◆ Stated exercise
The entries below should be output exactly as written.

◆ Data rows
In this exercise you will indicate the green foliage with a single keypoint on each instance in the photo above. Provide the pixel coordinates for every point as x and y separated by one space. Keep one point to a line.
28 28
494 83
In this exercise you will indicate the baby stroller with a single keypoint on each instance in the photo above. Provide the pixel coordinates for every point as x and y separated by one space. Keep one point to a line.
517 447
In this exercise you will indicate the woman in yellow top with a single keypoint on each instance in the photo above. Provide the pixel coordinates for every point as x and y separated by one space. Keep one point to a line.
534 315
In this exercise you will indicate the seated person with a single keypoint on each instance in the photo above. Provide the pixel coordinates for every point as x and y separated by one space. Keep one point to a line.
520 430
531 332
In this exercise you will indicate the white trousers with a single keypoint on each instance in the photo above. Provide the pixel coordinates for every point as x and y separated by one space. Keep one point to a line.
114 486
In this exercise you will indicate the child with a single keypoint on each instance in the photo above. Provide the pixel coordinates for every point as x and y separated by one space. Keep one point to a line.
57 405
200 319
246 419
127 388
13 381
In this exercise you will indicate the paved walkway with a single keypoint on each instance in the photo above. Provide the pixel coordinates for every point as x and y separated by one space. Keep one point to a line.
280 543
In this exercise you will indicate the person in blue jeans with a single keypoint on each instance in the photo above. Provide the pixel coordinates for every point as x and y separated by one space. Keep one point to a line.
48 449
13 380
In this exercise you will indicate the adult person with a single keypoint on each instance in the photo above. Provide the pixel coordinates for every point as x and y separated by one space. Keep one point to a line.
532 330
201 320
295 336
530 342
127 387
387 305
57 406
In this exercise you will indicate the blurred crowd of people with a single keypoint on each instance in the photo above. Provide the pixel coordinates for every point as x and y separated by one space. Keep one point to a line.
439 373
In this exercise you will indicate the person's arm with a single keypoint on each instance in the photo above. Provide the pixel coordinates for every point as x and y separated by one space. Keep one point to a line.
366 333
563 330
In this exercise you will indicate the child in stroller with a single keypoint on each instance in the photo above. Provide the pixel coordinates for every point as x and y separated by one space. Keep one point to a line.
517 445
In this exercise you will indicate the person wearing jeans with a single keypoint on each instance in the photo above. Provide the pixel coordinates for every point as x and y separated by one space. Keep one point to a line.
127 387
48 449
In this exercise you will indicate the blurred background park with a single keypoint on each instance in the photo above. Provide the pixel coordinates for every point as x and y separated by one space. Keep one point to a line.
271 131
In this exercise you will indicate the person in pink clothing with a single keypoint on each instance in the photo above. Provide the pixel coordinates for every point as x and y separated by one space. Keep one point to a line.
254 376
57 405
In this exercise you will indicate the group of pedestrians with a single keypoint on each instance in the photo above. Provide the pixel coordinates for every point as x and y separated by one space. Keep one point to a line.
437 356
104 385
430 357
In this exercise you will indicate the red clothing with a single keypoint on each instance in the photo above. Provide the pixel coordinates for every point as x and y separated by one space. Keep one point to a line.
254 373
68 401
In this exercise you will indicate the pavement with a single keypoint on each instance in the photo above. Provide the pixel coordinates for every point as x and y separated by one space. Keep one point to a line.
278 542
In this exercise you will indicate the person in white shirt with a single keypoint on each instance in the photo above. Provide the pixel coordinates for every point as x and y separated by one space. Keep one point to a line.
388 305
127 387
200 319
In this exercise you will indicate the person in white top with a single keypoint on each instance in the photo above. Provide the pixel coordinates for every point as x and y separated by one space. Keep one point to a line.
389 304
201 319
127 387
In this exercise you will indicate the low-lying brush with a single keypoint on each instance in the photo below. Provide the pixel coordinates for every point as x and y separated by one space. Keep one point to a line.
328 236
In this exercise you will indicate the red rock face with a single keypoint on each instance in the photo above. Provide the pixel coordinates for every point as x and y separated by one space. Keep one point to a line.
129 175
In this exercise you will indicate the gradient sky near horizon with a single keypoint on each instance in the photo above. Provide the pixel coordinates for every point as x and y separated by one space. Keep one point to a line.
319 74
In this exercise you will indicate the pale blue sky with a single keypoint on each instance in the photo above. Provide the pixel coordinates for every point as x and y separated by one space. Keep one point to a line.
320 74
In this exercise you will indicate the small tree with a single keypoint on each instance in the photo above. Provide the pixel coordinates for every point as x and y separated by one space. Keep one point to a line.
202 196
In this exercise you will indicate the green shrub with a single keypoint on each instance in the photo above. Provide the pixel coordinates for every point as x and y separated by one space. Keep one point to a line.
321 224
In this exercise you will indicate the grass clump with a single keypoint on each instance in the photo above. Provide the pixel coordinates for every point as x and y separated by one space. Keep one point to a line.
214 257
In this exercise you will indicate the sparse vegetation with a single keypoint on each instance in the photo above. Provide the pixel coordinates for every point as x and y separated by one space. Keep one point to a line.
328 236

◆ Finished answer
In this exercise you will indicate the green foliage with a single keypoint on each instance in the photo above. Provide the pixel coordinates for every point as x and y separated by one space. Keep one point to a line.
28 28
494 83
In this exercise you will indicate the baby stroller with a single keypoint on each instance in the photo above. Provide the pixel coordinates for every point as x and y separated by one space. Keep one point to a line.
517 447
In this exercise you will indicate the woman in yellow top with a single keypoint on each instance in the photo above. Provide the pixel coordinates for every point as x and y separated by one space. Keep one point to a line.
534 315
In this exercise you will indicate the seated person with a single keypoint on each instance in the photo above. Provide the pixel coordinates for every point as x and y separated by one space. Keep one point to a line.
520 430
531 332
In this exercise you will indicate the white trousers with a single keypoint on each instance in the photo above. Provide the pixel coordinates for every point as x and y separated by one space. Keep one point to a line.
114 486
In this exercise you will indicate the child with a single keypoint on each instance in the photo above. Provide the pixel coordinates for every point as x and y separated by one space. Keep one point to a line.
57 405
200 319
246 419
127 388
13 381
In this exercise you will indicate the paved walkway with a single keypoint on each instance in the photo above. Provide the pixel coordinates for every point as x and y separated by one space. Keep one point to a line.
280 543
In this exercise you will indicate the person in blue jeans with a single keypoint on each instance in the photo above. Provide the pixel coordinates for every point as x and y separated by one space. Keep one point to a line.
48 449
13 380
In this exercise you will indicate the adult person with a single keypoint on each instance in the photo above. Provide the pixel coordinates for every point as x and y separated by one space. Keep one point to a line.
532 330
201 320
295 336
530 342
127 387
387 305
57 406
In this exercise you will indicate the blurred crowd of people with a single keypoint on each instance in the photo above. Provide the pixel coordinates for every point as x and y separated by one space. Keep one point to a line.
439 373
In this exercise you will indicate the person's arm with a single keypoint on each instance in the photo above. Provide the pixel coordinates for every point as x and y separated by one space. Keep one point to a line.
366 333
563 330
In this exercise you will indicate the child in stroller with a single keypoint on each instance in the photo above. Provide the pixel coordinates for every point as x and y separated by one space. Keep one point to a line.
517 445
In this exercise you will indicate the person wearing jeans with a single keypoint on each instance in the photo above. Provide the pixel coordinates for every point as x and y separated by one space. Keep one point to a line.
127 387
48 449
In this exercise you will indicate the blurred background park with a single keypoint on each instance in the photo above. Provide the pixel coordinates for every point as x and y separated by one space. Keep one point to a line.
271 131
In this exercise you will indicate the person in pink clothing with a single keypoint on each instance in the photo above. Provide the pixel coordinates for every point as x and y separated by one space. Keep one point to a line.
254 376
57 405
In this exercise you will indicate the group of pedestrians with a single keypoint on each instance in the photo above. Provide the pixel coordinates for every point as x and y separated by one space. Keep one point to a line.
437 356
104 385
430 357
In this exercise you will indicate the red clothing with a single keypoint on each instance in the photo above. Provide the pixel coordinates for every point as x and y separated by one space. Keep one point to a line.
254 373
68 401
In this exercise you will indicate the pavement with a single keypoint on each instance in the photo above. Provide the pixel coordinates for every point as x and y separated by one space. Keep one point to a line.
278 542
In this exercise you will indicate the person in white shirt with a single keypoint on each instance in the photo above. Provide the pixel coordinates for every point as x and y separated by one space. Keep one point to a line.
388 305
127 387
200 319
In this exercise you will indicate the person in white top with a single keypoint on each instance in the photo above. Provide the pixel coordinates for every point as x and y separated by one space. Keep one point to a line.
389 304
201 319
127 387
In this exercise you will indicate the low-lying brush with a single keypoint on each instance in the photo below. Provide the pixel coordinates for every point as x and y separated by one space. Keep one point to a line.
328 236
In this exercise you will indicate the red rock face with a single keypoint on each instance in the photo above. Provide the pixel coordinates for every point as x and y separated by one space. Keep one point to a line.
129 175
In this exercise you will indicate the gradient sky near horizon with a single keypoint on each instance in the photo above. Provide the pixel coordinates for every point as x and y separated by one space. Keep one point to a line.
319 74
In this exercise you will indicate the pale blue sky with a single keypoint on each instance in the photo above. Provide the pixel coordinates for every point as x and y separated by one space. Keep one point to a line.
320 74
In this exercise you will indicate the small tree with a single keypoint on each instance in the photo above. Provide the pixel coordinates for every point as x and y separated by one space. Keep one point to a line.
202 196
In this exercise you will indicate the green shrub with a single keypoint on each instance in the photo above. Provide the pixel coordinates for every point as x and y separated by one space. Keep one point to a line.
321 224
In this exercise you will indicate the grass clump with a single keypoint on each instance in the photo above. Provide the pixel coordinates for every point as x and y separated by one space. Keep one point to a line.
214 257
In this exercise you will indicate the sparse vegetation with a single keypoint on each instance in the photo above. Provide the pixel coordinates for every point as x and y separated by one space. Keep one point to a line.
328 236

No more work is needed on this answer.